* [Problem]: Copy out the records below, changing each "Pixel coordinates" to "Image coordinates" and keeping everything else the same. Leave out the pictures.

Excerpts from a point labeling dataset
* start *

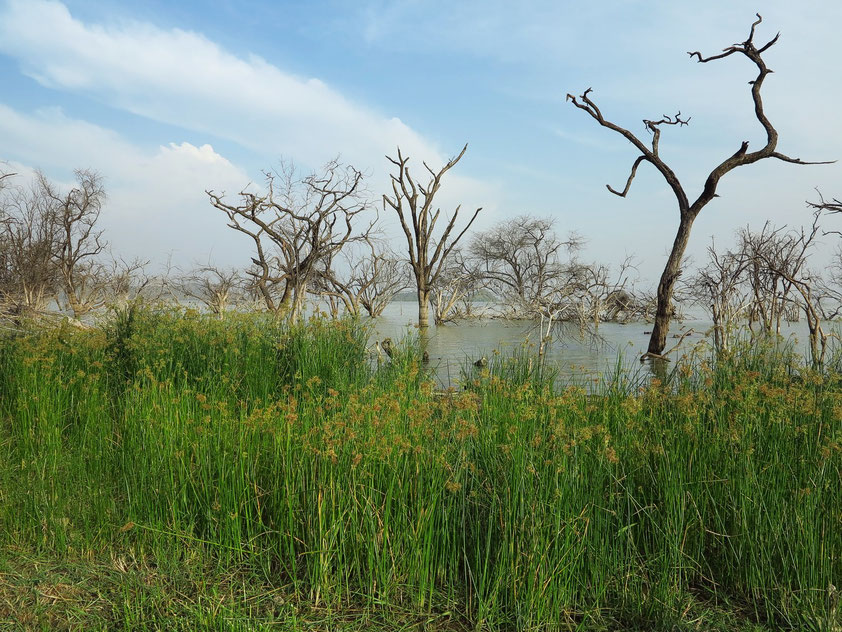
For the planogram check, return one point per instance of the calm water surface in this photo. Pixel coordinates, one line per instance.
(454, 347)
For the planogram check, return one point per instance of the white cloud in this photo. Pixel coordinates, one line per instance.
(156, 200)
(182, 78)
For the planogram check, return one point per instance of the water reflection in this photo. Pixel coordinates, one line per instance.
(453, 348)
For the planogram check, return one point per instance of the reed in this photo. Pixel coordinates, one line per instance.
(260, 464)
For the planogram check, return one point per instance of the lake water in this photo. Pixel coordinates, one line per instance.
(454, 347)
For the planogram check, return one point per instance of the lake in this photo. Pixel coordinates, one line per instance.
(454, 347)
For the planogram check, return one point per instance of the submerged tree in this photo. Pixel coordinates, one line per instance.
(413, 203)
(296, 225)
(689, 210)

* end *

* [Result of this exercise]:
For the planogram check, return one point per instance of the calm water surface in this photo. Image coordinates, one line per instance.
(454, 347)
For the planogram check, return one point per instance of the white cloud in this photo. Image coordinates, one line per instance.
(156, 200)
(182, 78)
For the planogram check, return one point per instance of the water reflection in this photo. Image coordinates, one line per instance.
(453, 348)
For the planogram check, return one point per instance of the reed in this photo. Image coordinates, one line per instance.
(260, 464)
For the planogram check, return one point per instance of the lake water in this photo. Image coordinates, one line per instance.
(454, 347)
For the planogram check, return one point per instance of the lake in this photo. Image coordinates, one line per instance.
(454, 347)
For the planogram check, return one point per instance of the submerged tree in this photo. Image coordinates, one line per instance.
(413, 203)
(296, 225)
(689, 210)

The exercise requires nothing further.